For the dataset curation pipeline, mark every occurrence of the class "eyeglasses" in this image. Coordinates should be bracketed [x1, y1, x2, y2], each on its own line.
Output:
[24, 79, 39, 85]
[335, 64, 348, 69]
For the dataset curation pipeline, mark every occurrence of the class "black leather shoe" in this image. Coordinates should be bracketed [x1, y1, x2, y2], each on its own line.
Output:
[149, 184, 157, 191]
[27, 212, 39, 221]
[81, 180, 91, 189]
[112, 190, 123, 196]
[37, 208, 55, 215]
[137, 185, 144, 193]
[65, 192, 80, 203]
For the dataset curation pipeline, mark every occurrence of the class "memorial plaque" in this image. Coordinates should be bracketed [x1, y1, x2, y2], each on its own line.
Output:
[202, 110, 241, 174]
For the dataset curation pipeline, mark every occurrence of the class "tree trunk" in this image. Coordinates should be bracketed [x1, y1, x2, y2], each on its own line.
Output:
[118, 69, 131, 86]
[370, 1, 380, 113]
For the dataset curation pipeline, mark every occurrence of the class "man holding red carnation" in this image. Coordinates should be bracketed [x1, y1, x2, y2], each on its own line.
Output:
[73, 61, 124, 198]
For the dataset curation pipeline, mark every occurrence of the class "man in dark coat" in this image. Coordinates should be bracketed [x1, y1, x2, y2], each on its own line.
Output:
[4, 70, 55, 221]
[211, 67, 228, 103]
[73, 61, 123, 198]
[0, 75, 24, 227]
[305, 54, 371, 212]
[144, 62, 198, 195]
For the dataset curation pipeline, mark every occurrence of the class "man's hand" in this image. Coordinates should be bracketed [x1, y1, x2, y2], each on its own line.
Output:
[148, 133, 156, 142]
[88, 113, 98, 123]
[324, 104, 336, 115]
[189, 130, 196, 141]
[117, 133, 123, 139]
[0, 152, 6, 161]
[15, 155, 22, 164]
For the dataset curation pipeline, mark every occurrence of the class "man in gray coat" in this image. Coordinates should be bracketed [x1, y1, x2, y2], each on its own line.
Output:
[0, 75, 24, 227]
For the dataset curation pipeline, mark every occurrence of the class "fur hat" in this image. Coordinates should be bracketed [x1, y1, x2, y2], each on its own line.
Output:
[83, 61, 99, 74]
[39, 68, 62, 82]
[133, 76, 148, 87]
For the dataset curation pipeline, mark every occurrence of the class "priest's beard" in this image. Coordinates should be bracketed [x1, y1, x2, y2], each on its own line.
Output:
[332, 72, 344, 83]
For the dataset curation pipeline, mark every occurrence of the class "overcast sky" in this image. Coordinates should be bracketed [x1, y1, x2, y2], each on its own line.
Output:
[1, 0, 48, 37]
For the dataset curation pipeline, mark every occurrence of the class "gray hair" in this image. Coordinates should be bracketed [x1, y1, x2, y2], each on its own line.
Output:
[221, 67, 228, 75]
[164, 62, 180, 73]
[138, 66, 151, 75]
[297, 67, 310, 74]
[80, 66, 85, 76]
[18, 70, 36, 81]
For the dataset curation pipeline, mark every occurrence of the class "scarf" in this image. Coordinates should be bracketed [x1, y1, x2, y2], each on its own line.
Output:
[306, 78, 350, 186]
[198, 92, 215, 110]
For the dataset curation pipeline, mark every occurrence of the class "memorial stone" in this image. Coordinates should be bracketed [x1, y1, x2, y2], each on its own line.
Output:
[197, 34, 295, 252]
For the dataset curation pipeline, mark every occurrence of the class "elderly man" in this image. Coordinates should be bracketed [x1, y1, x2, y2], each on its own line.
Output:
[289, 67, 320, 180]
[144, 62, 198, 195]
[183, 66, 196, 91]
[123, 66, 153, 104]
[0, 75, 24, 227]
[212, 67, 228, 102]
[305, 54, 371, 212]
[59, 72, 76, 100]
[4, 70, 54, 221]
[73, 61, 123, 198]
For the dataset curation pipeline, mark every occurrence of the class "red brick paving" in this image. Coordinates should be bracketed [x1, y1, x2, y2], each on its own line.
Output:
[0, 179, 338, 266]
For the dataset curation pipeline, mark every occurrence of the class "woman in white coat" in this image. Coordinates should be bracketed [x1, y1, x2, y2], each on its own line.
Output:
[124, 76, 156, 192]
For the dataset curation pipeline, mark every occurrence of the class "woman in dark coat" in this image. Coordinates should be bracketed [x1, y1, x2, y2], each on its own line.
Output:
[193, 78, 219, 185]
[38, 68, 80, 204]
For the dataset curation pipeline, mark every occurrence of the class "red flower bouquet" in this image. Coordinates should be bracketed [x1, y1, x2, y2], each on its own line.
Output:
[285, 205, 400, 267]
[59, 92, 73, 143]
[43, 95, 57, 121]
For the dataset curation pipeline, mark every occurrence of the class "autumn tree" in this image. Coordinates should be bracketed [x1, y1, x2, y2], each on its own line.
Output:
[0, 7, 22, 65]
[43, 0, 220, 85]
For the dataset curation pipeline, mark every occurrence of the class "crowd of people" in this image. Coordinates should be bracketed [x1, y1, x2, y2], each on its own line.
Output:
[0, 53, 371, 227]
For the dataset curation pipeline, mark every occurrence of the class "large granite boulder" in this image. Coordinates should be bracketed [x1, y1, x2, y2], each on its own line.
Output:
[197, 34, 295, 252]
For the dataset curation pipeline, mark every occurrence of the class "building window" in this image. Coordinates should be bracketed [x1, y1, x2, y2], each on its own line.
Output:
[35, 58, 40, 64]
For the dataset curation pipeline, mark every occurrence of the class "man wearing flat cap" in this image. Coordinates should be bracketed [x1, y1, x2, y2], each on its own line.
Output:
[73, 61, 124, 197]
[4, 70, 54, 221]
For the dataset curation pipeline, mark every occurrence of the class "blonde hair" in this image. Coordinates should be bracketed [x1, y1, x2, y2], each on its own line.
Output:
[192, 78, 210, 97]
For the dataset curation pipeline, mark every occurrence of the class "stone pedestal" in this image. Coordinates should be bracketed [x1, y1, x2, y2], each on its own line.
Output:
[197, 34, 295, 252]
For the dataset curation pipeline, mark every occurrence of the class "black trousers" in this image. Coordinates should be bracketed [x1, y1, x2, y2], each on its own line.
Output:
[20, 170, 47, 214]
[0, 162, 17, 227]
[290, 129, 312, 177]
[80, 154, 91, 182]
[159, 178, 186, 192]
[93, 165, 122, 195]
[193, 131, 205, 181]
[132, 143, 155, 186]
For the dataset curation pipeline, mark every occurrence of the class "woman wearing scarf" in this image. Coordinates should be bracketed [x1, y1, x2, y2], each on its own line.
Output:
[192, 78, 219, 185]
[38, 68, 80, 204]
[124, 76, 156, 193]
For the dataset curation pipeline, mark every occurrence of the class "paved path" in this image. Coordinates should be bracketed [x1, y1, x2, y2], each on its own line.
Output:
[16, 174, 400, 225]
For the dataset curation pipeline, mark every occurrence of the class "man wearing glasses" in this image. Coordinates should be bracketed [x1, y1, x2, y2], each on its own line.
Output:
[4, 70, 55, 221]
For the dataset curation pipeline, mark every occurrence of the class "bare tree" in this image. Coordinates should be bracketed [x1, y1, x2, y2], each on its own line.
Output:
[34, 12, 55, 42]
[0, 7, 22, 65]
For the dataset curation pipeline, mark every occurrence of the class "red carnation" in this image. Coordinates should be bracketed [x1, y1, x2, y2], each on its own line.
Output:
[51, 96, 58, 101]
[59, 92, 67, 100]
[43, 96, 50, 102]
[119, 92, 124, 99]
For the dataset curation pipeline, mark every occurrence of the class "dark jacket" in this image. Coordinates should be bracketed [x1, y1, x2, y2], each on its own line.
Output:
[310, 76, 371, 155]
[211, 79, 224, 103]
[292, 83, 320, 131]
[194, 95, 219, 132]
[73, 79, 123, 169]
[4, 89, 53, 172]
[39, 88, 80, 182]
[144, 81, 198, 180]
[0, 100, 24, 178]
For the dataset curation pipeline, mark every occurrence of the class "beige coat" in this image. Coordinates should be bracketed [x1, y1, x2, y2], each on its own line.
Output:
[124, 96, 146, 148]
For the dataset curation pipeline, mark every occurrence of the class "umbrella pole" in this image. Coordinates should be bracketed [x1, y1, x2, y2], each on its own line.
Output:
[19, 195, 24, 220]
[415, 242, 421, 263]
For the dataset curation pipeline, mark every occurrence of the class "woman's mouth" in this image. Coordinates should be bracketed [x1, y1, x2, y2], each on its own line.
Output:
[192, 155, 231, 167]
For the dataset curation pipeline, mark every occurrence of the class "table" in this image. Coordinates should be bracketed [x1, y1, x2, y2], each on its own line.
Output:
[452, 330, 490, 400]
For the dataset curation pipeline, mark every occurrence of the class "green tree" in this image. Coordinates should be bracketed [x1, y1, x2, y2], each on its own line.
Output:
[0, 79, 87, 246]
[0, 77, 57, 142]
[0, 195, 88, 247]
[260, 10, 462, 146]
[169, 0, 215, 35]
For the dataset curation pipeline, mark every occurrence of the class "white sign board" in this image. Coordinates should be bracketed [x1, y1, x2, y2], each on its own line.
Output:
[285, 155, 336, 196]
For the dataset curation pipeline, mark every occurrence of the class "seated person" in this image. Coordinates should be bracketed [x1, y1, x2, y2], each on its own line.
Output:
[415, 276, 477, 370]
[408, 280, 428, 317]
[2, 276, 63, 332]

■ ■ ■ ■

GOAL OF THE EXERCISE> Would you give the number of lines in this listing that include "gray"? Only the number, please.

RESULT OF THIS TASK> 2